**EXERCISE DESCRIPTION**
An exact transcription of all the entries below is required.
═══ LISTED ENTRIES ═══
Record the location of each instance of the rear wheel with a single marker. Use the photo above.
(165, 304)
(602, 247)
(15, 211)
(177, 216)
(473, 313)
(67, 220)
═══
**RESPONSE**
Record the location of each instance of the rear wheel with a single marker. Use the photo above.
(165, 304)
(602, 247)
(15, 211)
(177, 216)
(473, 313)
(67, 220)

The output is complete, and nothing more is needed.